DynEHR: Dynamic Adaptation of Models with Data Heterogeneity in Electronic Health Records

Lida Zhang (Texas A&M University); Xiaohan Chen, Tianlong Chen, and Zhangyang Wang (University of Texas at Austin); Bobak J. Mortazavi (Texas A&M University)

Abstract: Electronic health records (EHRs) provide an abundance of data for clinical outcomes modeling. The prevalence of EHR data has enabled a number of studies using a variety of machine learning algorithms to predict potential adverse events. However, these studies do not account for the heterogeneity present in EHR data, including various lengths of stay, various frequencies of vitals captured in invasive versus non-invasive fashion, and various repetitions (or lack of thereof) of laboratory examinations. Therefore, studies limit the types of features extracted or the domain considered to provide a more homogeneous training set to machine learning models. The heterogeneity in this data represents important risk differences in each patient. In this work, we examine such data in an intensive care unit (ICU) setting, where the length of stay and the frequency of data gathered may vary significantly based upon the severity of patient condition. Therefore, it is unreasonable to use the same model for patients first entering the ICU versus those that have been there for above average lengths of stay. Developing multiple individual models to account for different patient cohorts, different lengths of stay, and different sources for key vital sign data may be tedious and not account for rare cases well. We address this challenge by developing a dynamic model, based upon meta-learning, to adapt to data heterogeneity and generate predictions of various outcomes across the different lengths of data. We compare this technique against a set of benchmarks on a publicly-available ICU dataset (MIMIC-III) and demonstrate improved model performance by accounting for data heterogeneity.

Exercise details: List each author named in the DynEHR abstract, with the university given for that author.

Excerpted data:

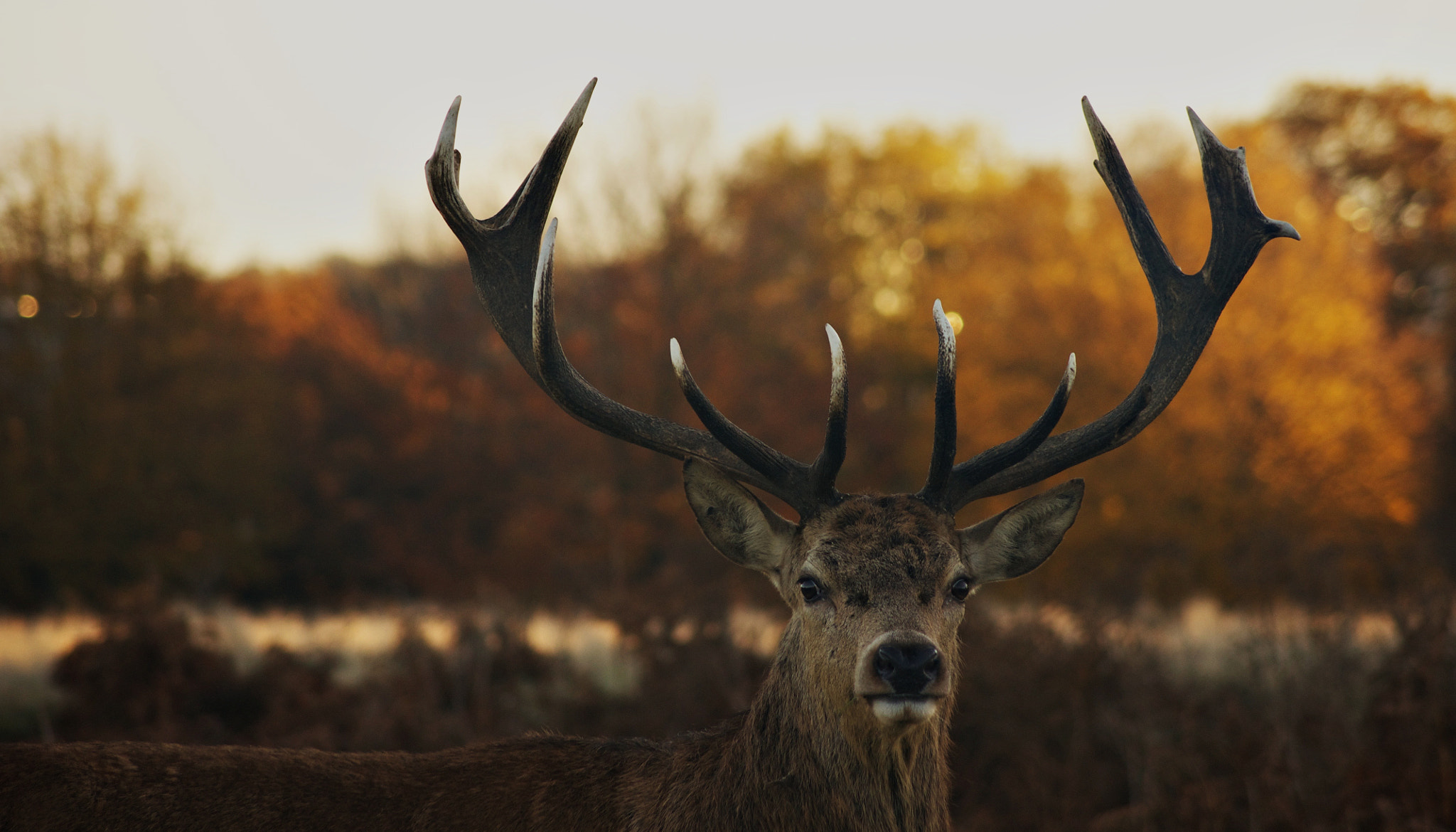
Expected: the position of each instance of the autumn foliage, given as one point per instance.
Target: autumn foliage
(357, 432)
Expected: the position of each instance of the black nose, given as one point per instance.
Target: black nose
(907, 666)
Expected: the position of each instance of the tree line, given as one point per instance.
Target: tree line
(355, 430)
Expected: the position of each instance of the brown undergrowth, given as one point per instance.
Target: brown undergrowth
(1050, 732)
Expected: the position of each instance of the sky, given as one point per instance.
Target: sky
(279, 132)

Solution to this exercise:
- Lida Zhang: Texas A&M University
- Xiaohan Chen: University of Texas at Austin
- Tianlong Chen: University of Texas at Austin
- Zhangyang Wang: University of Texas at Austin
- Bobak J. Mortazavi: Texas A&M University